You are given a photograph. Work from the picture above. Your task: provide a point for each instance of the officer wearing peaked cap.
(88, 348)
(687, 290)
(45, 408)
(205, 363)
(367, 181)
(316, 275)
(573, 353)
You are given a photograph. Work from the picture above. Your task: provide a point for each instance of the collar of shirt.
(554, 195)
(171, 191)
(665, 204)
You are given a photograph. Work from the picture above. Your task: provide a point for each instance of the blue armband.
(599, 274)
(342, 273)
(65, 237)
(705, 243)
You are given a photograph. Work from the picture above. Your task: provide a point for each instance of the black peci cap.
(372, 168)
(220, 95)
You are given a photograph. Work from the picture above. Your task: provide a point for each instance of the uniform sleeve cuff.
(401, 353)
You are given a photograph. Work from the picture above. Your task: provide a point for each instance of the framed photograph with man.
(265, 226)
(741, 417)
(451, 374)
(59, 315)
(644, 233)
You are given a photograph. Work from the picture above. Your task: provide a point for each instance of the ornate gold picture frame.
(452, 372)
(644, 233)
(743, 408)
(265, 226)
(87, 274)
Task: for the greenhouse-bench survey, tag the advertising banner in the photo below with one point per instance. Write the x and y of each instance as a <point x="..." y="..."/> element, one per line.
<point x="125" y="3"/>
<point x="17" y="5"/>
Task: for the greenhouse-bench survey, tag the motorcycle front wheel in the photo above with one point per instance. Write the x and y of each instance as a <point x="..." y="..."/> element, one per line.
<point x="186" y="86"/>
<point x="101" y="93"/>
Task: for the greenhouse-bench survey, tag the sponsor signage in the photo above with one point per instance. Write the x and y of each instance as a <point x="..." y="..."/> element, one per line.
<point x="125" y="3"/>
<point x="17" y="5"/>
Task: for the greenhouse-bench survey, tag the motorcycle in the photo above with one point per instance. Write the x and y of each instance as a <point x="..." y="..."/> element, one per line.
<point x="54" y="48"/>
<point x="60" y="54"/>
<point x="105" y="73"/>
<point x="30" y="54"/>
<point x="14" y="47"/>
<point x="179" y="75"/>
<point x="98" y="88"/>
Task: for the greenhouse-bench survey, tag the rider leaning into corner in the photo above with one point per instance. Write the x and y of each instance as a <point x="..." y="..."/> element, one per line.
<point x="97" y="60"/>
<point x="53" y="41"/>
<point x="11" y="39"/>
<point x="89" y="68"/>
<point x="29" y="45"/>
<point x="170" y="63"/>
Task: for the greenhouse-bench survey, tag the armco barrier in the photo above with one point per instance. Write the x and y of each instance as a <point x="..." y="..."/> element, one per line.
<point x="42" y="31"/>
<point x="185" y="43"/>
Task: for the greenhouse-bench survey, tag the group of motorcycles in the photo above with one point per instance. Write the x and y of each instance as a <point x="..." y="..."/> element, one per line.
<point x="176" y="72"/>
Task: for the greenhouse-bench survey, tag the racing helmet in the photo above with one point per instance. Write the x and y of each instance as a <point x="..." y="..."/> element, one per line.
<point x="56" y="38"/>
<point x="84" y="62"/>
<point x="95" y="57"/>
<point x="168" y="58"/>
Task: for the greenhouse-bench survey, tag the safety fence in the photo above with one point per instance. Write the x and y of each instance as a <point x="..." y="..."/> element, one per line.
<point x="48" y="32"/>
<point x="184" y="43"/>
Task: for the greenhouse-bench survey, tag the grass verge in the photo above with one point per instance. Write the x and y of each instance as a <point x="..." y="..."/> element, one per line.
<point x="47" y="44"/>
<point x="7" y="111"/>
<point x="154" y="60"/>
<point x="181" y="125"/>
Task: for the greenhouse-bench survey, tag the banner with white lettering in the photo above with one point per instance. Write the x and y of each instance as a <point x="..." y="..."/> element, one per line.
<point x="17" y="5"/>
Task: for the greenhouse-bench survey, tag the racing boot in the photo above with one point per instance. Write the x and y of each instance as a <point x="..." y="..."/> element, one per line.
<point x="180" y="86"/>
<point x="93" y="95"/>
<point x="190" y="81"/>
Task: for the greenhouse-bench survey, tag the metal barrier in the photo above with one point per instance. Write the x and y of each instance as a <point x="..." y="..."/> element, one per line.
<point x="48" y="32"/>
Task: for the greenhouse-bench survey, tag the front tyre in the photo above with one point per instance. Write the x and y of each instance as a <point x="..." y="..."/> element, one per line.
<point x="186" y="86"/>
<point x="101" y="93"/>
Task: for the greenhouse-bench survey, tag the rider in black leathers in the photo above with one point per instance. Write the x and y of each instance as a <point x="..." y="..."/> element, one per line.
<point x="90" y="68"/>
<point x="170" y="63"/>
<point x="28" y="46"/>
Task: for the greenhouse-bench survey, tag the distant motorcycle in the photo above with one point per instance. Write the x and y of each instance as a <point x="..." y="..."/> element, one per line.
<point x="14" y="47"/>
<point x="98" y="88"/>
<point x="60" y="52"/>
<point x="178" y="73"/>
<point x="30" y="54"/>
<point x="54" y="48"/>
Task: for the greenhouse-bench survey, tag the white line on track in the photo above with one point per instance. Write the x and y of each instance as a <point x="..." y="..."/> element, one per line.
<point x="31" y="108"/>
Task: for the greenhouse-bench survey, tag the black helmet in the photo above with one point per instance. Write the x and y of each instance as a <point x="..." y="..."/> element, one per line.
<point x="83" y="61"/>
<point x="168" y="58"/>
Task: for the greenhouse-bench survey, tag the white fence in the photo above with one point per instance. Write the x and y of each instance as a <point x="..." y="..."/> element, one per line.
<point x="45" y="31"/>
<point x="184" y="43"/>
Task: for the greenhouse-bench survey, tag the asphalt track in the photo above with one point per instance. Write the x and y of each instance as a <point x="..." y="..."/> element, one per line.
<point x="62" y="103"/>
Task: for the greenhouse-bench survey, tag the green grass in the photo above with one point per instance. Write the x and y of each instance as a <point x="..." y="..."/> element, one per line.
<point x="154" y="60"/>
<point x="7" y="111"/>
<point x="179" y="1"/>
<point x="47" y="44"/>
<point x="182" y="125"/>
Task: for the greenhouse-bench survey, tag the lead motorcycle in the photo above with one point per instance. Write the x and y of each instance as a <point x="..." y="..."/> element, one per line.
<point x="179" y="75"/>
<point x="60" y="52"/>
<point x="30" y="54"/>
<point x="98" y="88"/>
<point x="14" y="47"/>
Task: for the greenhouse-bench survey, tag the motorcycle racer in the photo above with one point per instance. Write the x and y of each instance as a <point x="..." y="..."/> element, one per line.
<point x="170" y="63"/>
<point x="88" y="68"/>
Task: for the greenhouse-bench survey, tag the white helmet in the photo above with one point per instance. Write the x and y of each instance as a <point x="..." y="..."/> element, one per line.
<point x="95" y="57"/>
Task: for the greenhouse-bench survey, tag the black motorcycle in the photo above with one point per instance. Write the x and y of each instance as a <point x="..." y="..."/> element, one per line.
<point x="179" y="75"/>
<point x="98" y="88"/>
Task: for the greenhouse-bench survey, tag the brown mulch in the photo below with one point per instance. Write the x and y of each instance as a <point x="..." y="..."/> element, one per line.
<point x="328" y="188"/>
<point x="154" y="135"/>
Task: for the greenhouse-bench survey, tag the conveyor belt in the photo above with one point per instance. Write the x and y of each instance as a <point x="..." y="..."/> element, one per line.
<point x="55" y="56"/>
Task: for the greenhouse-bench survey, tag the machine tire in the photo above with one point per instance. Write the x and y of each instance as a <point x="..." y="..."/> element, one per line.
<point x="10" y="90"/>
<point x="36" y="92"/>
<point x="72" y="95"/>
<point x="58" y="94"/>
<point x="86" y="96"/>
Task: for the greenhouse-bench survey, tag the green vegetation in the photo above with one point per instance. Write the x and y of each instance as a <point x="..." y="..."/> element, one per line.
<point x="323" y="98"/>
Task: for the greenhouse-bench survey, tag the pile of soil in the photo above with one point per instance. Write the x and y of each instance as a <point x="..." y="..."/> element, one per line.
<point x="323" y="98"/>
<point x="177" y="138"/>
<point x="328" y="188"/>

TASK REQUIREMENTS:
Copy out everything from the line that contains "Task: for the greenhouse-bench survey, tag the green vegetation" down to the end of the material above, keeping each line unchanged.

RESPONSE:
Task: for the greenhouse-bench survey, tag the green vegetation in the photo above with one point per instance. Write the x and y of each instance as a <point x="..." y="..."/> element, one per line.
<point x="323" y="98"/>
Task: for the greenhouse-bench survey, tag the pile of soil in the photo above with one point per instance. Write the x and y of each instance as a <point x="..." y="..."/> element, one per line.
<point x="323" y="98"/>
<point x="177" y="138"/>
<point x="328" y="188"/>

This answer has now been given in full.